Texte présenté:
#####

Smoking aria

par Azür
vendredi 12 janvier 2007

« Le jour s’est levé... sur une étrange idée... je crois que j’ai rêvé... que ce soir je mourrais... »

Les amateurs de cigares pousseraient-ils leur chant du cygne ? Rien n’est moins sûr, car leur air favori du moment et peut-être pour longtemps, serait plutôt « Mi Buenos Aires Querido » chanté façon Brigades internationales... Comme le commente avec finesse et clairvoyance Henri-Pierre Jeudy dans son article « Nouvelle terreur contre les fumeurs » (1) publié dans Libération le 05/012007 : « Certains commencent à dire que fumer est un acte politique ». Si la protection des non-fumeurs n’est pas à mettre en cause, il n’est pas pour autant inutile de s’interroger sur le tour pris par les dernières campagnes anti-tabac, devenant par certains côtés et même si beaucoup de leurs promoteurs s’en défendent, des allures de campagnes anti-fumeurs. Quant aux amateurs de cigares, englués dans les symboles de l’inconscient collectif par le double-lien « parvenus pétés de fric » / « dangereux agitateurs subversifs », ils ne sont pas pour rassurer les masses populeuses ayant pour s’endormir au son des berceuses populistes besoin d’inébranlables certitudes désignant clairement l’axe du mal !

Dans un tel contexte, on peut se demander si le différend opposant les associations « Droit des non-fumeurs » (DNF) et « Pour une poignée de cigares » (P1P2C) ne procède pas de cette démarche tendant à désigner à la vindicte populaire des boucs émissaires soigneusement choisis. Mais la question restera ouverte afin que la justice suive sereinement son cours, sans pour autant exclure les débats d’idées nécessaires à l’expression et au développement de tout sujet polémique. A moins que les dés (pipés !) ne soient déjà jetés...

En résumé, (2) le club « Pour une poignée de cigares », association loi 1901 créée à Paris en septembre 2000, comptant vingt-cinq membres inscrits dans la capitale et possédant une section en région PACA regroupant huit aficionados, a un site Internet où il existe des pages ouvertes à tout public et un forum accessible uniquement par identifiant et mot de passe. Jusqu’à la fin de l’année dernière, ils pensaient qu’échanger autour de leur passion commune ne constituait pas un délit. Or le 22/11/2006 l’association « Droit des non-fumeurs » a délivré sans démarche préalable une citation à comparaître à « Pour une poignée de cigares » l’assignant au Tribunal correctionnel de Dijon le 5/12/2006, au motif que :

« L’association « Pour une poignée de cigares » n’a pas respecté la loi Evin en réalisant une publicité et une promotion en faveur du tabac. Sur le site de cette association, figure non seulement le logo des marques de cigares, ce qui est interdit, mais également plus grave, il existe un commentaire sur les cigares (exemple : Davidoff) ce qui doit être assimilé à de la propagande. L’association Pour une poignée de cigares sera donc déclarée coupable de l’infraction susvisée. »

Etrange assignation qui, annonçant le supposé délit décide d’emblée de la condamnation. Où est le respect dû au magistrat chargé de juger l’affaire quand sa fonction est ainsi limitée à signer un pré-imprimé où il aura peut-être juste la liberté de choisir le tarif de l’amende ?

#####

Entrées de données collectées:
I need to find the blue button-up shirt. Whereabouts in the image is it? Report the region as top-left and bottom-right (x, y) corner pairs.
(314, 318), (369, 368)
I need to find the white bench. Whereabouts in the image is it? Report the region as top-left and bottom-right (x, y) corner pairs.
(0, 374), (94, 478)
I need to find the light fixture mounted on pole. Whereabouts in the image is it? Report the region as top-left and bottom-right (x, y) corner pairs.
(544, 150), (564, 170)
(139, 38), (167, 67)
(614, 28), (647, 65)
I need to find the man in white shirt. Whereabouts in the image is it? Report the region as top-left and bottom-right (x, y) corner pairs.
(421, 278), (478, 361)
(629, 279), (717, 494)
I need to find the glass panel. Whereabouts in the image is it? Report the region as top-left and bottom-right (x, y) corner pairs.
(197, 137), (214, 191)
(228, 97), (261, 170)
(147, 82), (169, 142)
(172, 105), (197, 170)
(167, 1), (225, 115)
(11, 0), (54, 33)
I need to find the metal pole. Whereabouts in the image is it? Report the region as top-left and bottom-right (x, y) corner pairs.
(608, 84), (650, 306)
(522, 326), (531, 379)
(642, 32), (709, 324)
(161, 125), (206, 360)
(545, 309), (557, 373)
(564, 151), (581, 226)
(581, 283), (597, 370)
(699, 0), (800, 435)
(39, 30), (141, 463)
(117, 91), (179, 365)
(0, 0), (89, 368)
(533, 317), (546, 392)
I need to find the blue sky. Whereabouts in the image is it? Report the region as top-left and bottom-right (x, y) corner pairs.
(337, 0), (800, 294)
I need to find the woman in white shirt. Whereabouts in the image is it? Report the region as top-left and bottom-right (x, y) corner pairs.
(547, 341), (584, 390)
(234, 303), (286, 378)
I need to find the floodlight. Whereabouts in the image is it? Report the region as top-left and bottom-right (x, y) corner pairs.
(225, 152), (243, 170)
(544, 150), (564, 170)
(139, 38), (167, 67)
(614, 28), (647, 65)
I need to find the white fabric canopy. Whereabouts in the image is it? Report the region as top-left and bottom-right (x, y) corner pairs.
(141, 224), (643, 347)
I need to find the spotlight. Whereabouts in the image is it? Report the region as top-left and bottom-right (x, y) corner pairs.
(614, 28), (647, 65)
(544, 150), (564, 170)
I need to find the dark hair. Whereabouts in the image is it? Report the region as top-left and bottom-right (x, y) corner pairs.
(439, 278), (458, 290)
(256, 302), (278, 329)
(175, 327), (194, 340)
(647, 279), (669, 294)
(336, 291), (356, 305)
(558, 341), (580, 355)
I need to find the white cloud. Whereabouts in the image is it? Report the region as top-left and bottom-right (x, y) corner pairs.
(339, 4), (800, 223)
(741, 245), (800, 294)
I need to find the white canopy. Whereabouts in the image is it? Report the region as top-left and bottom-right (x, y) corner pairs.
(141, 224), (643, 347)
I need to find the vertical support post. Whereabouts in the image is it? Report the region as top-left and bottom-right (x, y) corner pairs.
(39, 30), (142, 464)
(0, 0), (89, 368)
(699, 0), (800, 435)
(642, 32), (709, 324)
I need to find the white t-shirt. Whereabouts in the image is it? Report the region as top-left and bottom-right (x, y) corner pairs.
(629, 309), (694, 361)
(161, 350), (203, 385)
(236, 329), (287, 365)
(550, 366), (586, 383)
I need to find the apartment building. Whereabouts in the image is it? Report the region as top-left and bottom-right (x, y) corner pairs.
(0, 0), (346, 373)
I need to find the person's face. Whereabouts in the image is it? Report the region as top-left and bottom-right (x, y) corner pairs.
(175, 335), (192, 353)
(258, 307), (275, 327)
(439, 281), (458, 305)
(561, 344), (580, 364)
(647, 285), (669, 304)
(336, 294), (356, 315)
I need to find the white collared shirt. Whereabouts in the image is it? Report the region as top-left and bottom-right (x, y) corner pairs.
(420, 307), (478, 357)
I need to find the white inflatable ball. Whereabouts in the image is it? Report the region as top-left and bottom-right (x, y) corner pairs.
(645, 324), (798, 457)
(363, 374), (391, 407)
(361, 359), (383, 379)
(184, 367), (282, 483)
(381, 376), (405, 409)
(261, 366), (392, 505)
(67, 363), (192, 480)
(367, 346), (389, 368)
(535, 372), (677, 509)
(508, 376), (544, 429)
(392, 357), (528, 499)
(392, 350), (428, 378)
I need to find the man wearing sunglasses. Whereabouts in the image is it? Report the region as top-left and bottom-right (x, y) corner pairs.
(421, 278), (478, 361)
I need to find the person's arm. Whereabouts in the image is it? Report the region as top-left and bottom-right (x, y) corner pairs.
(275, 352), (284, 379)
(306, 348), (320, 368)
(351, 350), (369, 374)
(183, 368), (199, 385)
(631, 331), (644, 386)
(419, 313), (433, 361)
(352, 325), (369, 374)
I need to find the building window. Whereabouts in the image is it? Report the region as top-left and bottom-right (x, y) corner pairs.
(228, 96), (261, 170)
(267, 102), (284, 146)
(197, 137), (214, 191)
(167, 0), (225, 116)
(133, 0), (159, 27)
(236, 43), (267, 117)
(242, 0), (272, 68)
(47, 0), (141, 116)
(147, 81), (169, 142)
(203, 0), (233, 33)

#####

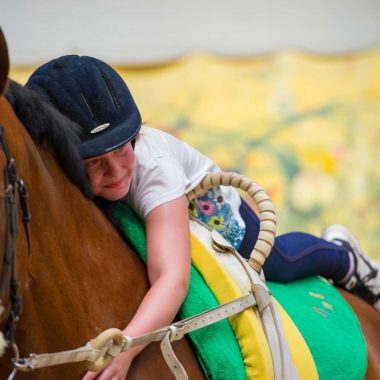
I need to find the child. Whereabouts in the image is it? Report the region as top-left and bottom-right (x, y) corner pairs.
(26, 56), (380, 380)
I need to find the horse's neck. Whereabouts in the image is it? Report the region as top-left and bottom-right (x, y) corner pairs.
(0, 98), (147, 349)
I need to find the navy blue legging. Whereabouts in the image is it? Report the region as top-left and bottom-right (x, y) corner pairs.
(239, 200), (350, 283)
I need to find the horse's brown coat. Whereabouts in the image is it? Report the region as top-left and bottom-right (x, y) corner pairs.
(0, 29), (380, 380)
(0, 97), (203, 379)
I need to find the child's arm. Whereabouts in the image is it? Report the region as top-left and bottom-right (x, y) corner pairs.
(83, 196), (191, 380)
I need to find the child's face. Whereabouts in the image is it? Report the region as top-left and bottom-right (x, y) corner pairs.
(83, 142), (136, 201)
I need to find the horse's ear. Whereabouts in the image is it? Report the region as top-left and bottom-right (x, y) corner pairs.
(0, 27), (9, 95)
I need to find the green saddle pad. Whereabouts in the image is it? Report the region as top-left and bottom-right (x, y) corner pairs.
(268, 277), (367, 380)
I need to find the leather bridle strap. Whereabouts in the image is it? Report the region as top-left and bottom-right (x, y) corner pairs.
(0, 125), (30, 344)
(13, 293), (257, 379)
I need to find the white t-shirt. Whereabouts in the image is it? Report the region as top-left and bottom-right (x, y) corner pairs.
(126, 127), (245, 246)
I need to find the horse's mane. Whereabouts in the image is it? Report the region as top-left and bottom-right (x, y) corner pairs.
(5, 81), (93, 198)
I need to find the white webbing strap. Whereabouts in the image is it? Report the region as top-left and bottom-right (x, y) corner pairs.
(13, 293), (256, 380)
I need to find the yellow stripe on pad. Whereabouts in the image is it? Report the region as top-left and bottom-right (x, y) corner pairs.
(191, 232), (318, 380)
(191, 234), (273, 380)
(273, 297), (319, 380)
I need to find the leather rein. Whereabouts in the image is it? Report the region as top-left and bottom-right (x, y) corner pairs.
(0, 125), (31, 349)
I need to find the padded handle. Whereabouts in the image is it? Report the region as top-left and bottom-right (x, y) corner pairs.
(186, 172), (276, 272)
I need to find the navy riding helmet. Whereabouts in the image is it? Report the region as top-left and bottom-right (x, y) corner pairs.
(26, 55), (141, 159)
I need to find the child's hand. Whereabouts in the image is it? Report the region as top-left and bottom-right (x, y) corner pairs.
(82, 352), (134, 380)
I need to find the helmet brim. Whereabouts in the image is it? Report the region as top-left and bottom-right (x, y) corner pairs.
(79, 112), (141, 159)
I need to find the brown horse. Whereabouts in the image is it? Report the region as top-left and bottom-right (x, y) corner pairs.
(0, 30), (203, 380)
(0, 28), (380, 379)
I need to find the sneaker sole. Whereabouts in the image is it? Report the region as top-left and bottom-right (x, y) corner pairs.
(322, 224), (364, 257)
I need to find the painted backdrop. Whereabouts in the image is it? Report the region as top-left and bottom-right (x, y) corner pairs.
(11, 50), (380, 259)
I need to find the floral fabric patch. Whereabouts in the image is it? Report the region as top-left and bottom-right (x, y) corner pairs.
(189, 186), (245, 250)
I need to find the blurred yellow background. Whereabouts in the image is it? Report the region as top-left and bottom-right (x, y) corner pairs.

#####

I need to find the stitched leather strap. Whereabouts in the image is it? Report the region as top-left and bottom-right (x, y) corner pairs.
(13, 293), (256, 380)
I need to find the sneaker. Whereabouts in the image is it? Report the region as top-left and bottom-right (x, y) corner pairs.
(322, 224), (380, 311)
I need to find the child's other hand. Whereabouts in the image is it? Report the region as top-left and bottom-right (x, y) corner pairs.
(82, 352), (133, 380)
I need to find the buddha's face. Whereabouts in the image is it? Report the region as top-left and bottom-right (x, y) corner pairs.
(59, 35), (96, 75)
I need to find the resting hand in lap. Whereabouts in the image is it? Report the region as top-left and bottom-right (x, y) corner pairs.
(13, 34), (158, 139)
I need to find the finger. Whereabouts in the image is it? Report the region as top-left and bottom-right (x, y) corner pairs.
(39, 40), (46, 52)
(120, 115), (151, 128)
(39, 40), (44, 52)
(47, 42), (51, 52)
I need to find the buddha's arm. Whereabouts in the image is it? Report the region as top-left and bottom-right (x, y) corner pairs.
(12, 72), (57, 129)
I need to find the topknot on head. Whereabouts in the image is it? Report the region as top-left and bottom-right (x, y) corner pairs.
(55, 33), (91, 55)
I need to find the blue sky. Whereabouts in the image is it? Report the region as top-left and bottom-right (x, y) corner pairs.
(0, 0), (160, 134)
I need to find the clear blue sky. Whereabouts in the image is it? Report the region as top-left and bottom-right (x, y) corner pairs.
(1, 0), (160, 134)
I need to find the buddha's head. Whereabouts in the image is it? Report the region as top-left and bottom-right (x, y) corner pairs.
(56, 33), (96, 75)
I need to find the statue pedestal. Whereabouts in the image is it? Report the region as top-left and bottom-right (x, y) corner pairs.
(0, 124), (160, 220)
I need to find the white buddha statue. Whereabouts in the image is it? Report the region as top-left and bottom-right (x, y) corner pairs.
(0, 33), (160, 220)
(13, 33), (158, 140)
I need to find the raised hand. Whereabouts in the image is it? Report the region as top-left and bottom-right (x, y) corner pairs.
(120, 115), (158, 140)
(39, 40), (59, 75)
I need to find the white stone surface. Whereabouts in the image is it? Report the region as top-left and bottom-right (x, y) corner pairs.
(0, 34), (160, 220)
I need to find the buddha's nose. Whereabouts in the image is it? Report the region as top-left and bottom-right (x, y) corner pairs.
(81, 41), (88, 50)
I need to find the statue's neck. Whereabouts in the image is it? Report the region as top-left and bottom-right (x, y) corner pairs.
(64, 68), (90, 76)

#####

Liste des tâches:
1. D'après le texte sur les amateurs de cigares, devant quel tribunal l'association « Pour une poignée de cigares » a-t-elle été assignée ?
2. Les affirmations suivantes concordent-elles avec le texte sur les amateurs de cigares ? Répondez par oui ou non pour chacune, en citant les mots décisifs du texte.
(a) Le club « Pour une poignée de cigares » a été créé à Paris en septembre 2000.
(b) Le forum du site du club est ouvert à tout public.
(c) La section du club en région PACA compte vingt-cinq membres.
3. Prolongez le texte sur les amateurs de cigares à partir de sa dernière phrase.

Réponses aux tâches:
1. Devant le Tribunal correctionnel de Dijon, le 5/12/2006.

2.
(a) Oui : « créée à Paris en septembre 2000 ».
(b) Non : « un forum accessible uniquement par identifiant et mot de passe ».
(c) Non : « une section en région PACA regroupant huit aficionados ».

3.
Evidemment, le temps disponible pour préparer la défense étant manifestement trop court, l’audience est reportée au 29/05/2007 sur demande de l’avocat de P1P2C. Le 12/12/2006 à Paris sur son initiative, Sébastien Barthélémi (président de P1P2C) a rencontré pour un déjeuner dans un restaurant non fumeur Gérard Audureau (Pdt de DNF) et l’échange fut exempt de toute animosité. Au point qu’il propose à son « adversaire » de l’inviter à une réunion de club, bien évidemment sans fumée. Cependant, à en croire les propos tenus sur son site Web, DNF estime que le président de P1P2C est « insidieusement manipulé par les professionnels du lobby du tabac ». C’est manifestement mal connaître cette association qui tenant particulièrement à son indépendance, refuse ainsi tout parrainage, toute subvention, toute offre de cigares promotionnels et organise des soirées à prix coûtant...

Depuis cette enrichissante rencontre, P1P2C a fait insérer un pop up en page d’accueil du site mettant en garde contre les méfaits du tabac. Mais il semblerait que cela ne suffise pas à DNF car pour son président, il est possible de parler cigare si un mot de passe est exigé pour se connecter au site mais cela n’est pas possible si c’est « pour en parler publiquement d’une manière qui vante le tabac sans en donner les travers ». Par ailleurs, toujours pour Gérard Audureau, « un magazine en vente en kiosque qui valoriserait la consommation de tabac serait tout autant condamnable » (3). Cette affirmation cible les magazines spécialisés consacrés au cigare. Actuellement il en existe quatre en langue française...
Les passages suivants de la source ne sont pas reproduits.